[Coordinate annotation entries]
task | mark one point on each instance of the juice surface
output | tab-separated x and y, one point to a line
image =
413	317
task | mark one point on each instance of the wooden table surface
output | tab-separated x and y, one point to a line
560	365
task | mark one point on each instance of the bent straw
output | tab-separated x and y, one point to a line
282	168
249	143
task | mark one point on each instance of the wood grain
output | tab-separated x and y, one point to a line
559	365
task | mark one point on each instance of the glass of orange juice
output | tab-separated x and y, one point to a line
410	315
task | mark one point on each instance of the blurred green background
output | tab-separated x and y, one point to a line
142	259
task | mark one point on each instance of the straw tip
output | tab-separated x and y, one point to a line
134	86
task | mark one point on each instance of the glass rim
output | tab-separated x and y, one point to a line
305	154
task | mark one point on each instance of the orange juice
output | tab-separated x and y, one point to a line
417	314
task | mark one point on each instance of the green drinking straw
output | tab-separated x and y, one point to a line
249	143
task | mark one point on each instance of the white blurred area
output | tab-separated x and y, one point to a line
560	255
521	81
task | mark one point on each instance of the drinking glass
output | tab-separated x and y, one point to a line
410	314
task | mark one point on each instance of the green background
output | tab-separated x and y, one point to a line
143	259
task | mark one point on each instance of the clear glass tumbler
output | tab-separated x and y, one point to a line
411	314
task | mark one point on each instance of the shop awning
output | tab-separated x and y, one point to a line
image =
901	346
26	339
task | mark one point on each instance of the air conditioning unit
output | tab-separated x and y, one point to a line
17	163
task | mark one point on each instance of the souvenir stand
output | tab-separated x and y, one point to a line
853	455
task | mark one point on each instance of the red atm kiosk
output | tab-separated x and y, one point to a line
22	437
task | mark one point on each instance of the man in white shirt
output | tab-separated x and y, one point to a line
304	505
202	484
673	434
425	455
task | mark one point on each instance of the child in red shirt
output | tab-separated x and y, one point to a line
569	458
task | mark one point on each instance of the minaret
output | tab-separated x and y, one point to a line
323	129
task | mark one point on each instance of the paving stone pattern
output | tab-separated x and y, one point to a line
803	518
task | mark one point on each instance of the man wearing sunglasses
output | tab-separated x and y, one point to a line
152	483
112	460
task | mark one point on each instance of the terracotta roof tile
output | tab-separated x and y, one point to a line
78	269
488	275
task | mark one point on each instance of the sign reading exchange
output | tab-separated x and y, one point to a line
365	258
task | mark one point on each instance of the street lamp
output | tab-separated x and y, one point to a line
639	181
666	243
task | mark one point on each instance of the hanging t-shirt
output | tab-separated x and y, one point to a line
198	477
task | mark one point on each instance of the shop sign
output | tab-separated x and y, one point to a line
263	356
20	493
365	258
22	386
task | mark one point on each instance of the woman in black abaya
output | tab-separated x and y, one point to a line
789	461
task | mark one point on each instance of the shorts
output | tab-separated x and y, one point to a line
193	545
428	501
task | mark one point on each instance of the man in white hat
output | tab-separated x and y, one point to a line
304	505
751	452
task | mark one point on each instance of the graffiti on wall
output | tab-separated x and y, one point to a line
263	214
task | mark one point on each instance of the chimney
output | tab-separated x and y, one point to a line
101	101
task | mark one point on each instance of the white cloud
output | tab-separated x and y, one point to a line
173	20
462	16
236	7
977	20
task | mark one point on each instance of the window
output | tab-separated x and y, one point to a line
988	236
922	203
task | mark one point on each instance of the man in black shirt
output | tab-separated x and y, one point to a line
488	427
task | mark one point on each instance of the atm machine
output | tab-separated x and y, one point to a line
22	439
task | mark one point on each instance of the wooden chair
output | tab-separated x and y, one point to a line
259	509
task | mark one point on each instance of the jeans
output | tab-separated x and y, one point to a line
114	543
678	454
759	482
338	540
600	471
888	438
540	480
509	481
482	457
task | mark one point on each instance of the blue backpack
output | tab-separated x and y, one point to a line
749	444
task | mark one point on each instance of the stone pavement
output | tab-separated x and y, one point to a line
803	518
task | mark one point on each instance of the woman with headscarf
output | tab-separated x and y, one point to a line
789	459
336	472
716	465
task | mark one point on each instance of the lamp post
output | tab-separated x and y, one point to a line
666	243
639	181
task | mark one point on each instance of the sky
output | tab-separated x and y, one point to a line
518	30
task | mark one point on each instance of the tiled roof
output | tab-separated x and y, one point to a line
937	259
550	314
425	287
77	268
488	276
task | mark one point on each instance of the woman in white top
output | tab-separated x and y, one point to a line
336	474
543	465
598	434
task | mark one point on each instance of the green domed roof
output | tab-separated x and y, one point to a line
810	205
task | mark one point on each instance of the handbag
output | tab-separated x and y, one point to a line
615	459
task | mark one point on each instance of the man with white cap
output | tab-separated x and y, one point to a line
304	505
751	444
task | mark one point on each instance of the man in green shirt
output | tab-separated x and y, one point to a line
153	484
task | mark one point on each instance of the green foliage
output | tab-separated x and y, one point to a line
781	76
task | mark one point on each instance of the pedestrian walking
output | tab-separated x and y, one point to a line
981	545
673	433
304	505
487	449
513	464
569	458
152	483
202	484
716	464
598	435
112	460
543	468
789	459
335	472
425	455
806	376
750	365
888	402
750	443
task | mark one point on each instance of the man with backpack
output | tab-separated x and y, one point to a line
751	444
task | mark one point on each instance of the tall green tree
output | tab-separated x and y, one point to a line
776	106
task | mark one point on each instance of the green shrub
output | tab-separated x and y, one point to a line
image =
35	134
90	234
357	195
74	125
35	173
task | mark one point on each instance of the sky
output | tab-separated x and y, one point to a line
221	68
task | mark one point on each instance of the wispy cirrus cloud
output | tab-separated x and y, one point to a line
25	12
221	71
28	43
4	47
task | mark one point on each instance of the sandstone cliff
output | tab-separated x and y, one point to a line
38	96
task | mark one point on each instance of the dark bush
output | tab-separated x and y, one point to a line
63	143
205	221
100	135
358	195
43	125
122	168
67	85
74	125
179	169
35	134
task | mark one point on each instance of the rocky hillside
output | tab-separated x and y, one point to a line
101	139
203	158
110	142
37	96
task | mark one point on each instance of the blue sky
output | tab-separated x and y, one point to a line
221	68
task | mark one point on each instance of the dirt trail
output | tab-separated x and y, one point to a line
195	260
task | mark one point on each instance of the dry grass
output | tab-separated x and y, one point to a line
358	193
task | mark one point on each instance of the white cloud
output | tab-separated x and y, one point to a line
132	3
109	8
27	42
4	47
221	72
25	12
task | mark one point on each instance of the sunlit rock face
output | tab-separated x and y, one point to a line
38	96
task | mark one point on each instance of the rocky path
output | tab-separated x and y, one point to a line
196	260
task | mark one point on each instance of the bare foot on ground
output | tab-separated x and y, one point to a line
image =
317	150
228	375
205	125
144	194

> [What is required]: Return the whole listing exactly, with every line included.

> [Solution to this exercise]:
task | mark one point on each instance of the juice surface
output | tab-separated x and y, one point to a line
image =
413	317
task | mark one point on each instance of the wooden table surface
output | tab-separated x and y, one point to a line
560	365
task | mark one point on each instance of the bent straw
output | tab-separated x and y, one point to a line
282	168
249	143
task | mark one point on each instance of the wood grain
output | tab-separated x and y, one point to a line
559	365
task | mark one point on each instance of the glass of orange juice
output | tab-separated x and y, one point to a line
410	315
task | mark one point on each instance of the blurred green background
output | tab-separated x and y, one point to a line
142	259
task | mark one point on each instance of the straw tip
output | tab-separated x and y, one point to a line
134	86
task | mark one point on each instance of the glass rim
output | tab-separated x and y, one point to a line
305	154
task | mark one point on each instance of the orange juice
output | tab-separated x and y, one point to a line
417	314
task | mark one point on each instance of the green drinking straw
output | tab-separated x and y, one point to a line
249	143
task | mark one point on each instance of the white blurred area
output | tab-separated x and y, one point to a line
560	255
521	81
task | mark one point on each instance of the drinking glass
output | tab-separated x and y, one point to a line
410	314
task | mark one point on each instance of the green background
output | tab-separated x and y, one point to a line
143	259
task | mark one point on each instance of the clear glass tumbler
output | tab-separated x and y, one point to a line
411	314
task | mark one point on each instance of the shop awning
output | tab-separated x and y, one point to a line
image =
901	346
26	339
task | mark one point on each instance of the air conditioning unit
output | tab-separated x and y, one point to a line
17	163
task | mark one point on each instance of the souvenir stand
output | tab-separated x and y, one point to a line
853	455
task | mark one point on each instance of the red atm kiosk
output | tab-separated x and y, one point to a line
22	437
task | mark one point on each instance of the man in white shirt
output | tab-separated x and y, one point to a line
304	505
202	484
673	434
425	455
task | mark one point on each instance of the child in red shirt
output | tab-separated x and y, one point to a line
569	458
task | mark one point on each instance of the minaret
output | tab-separated x and y, one point to a line
323	129
task | mark one point on each instance of the paving stone pattern
output | tab-separated x and y, one point to a line
803	518
task | mark one point on each instance of the man wearing sunglasses
output | tab-separated x and y, one point to a line
152	483
112	460
task | mark one point on each instance of the terracotta roof tile
output | tab-separated x and y, one point to a line
78	269
488	275
task | mark one point on each instance of the sign reading exchange
output | tab-separated x and y, one point to a line
365	258
task | mark one point on each instance of the street lamp
output | tab-separated x and y, one point to a line
639	181
666	243
task | mark one point on each instance of the hanging t-shirt
output | tab-separated x and y, one point to a line
198	477
task | mark one point on each instance of the shop sign
output | tab-separated x and y, one point to a line
263	356
20	493
365	258
22	386
task | mark one point on each instance of the woman in black abaya
output | tab-separated x and y, one point to a line
789	461
task | mark one point on each instance of the shorts
output | tab-separated x and y, one point to a line
193	545
428	501
task | mark one point on each instance of the man in white hat
output | tab-separated x and y, one point to a line
304	505
751	452
task | mark one point on each instance of the graffiti on wall
output | tab-separated x and y, one point to a line
263	214
task | mark one point on each instance of the chimney
output | tab-separated x and y, one point to a line
101	101
task | mark one point on each instance of the white cloud
output | tab-separated x and y, one point to a line
173	20
462	16
236	7
977	20
task | mark one point on each instance of the window
output | tab-separated x and y, one point to a line
988	236
922	203
task | mark one point on each instance of the man in black shirt
output | tab-separated x and y, one point to a line
488	427
task | mark one point on each instance of the atm machine
output | tab-separated x and y, one point to a line
22	439
task | mark one point on each instance of the wooden chair
output | tab-separated x and y, one point to a line
259	509
task | mark one point on each instance of the jeans
output | tab-separated x and y, one point to a line
114	543
678	454
759	482
338	540
600	471
888	438
540	480
509	481
482	457
task | mark one point on each instance of the blue backpack
output | tab-separated x and y, one point to a line
749	444
task | mark one point on each instance of the stone pavement
output | tab-separated x and y, one point to a line
803	518
task | mark one point on each instance of the woman with headscarf
output | tab-separated x and y, one point to a line
789	459
336	472
716	465
task | mark one point on each instance of the lamp post
output | tab-separated x and y, one point to a line
666	243
639	181
task | mark one point on each instance of the sky
output | tab-separated x and y, one point to a line
518	30
task | mark one point on each instance of the tiled roof
output | tab-separated x and y, one point to a line
937	259
550	314
425	287
77	268
488	276
task | mark one point on each instance of the woman in white top
output | tab-separated x and y, one point to a line
336	474
543	465
598	434
task | mark one point on each instance of the green domed roof
output | tab-separated x and y, one point to a line
810	205
task | mark one point on each instance of the handbag
output | tab-separated x and y, one point to a line
615	459
task | mark one point on each instance of the man with white cap
output | tab-separated x and y, one point to a line
304	505
751	444
task | mark one point on each instance of the man in green shirt
output | tab-separated x and y, one point to a line
153	484
task | mark one point on each instance of the green foliage
output | tab-separated x and y, one point to a line
781	76
task | mark one point on each instance of the pedestrian walking
output | tab-separated x and y, one point to a line
981	545
673	433
304	505
487	449
513	464
569	458
152	483
202	484
716	464
598	435
112	460
543	468
789	459
335	472
425	455
806	376
750	365
888	402
750	443
task | mark one point on each instance of the man with backpack
output | tab-separated x and y, one point to a line
751	444
task | mark one point on each instance of the tall green tree
output | tab-separated x and y, one point to a line
776	106
task | mark one point on each instance of the green shrub
output | tab-separated x and y, one point to a line
image =
35	134
90	234
357	195
74	125
35	173
task | mark one point on each instance of the sky
output | tab-separated x and y, one point to a line
221	68
task | mark one point on each instance of the wispy cirrus cloud
output | tab-separated x and y, one point to a line
25	12
221	71
28	43
4	47
task | mark one point on each instance of the sandstone cliff
output | tab-separated x and y, one point to a line
38	96
task | mark one point on each instance of the dark bush
output | tab-separated x and y, one point to a line
63	143
205	221
100	135
358	195
43	125
122	168
67	85
74	125
179	169
35	134
task | mark one point on each instance of the rocky hillside
output | tab-separated x and y, one point to a line
101	139
203	158
110	142
37	96
task | mark one point on each instance of the blue sky
output | tab-separated x and y, one point to a line
221	68
task | mark one point on each instance of the dirt trail
output | tab-separated x and y, one point to a line
195	260
task | mark one point on each instance of the dry grass
output | tab-separated x and y, one point to a line
358	193
task | mark one point on each instance of the white cloud
output | tab-separated x and y, one point to a line
132	3
109	8
27	42
4	47
221	72
25	12
task | mark one point on each instance of the sunlit rock face
output | tab-separated x and y, one point to a line
38	96
task | mark one point on each instance of the rocky path
output | tab-separated x and y, one point to a line
196	260
task | mark one point on each instance of the bare foot on ground
output | tab-separated x and y, one point to a line
image =
317	150
228	375
205	125
144	194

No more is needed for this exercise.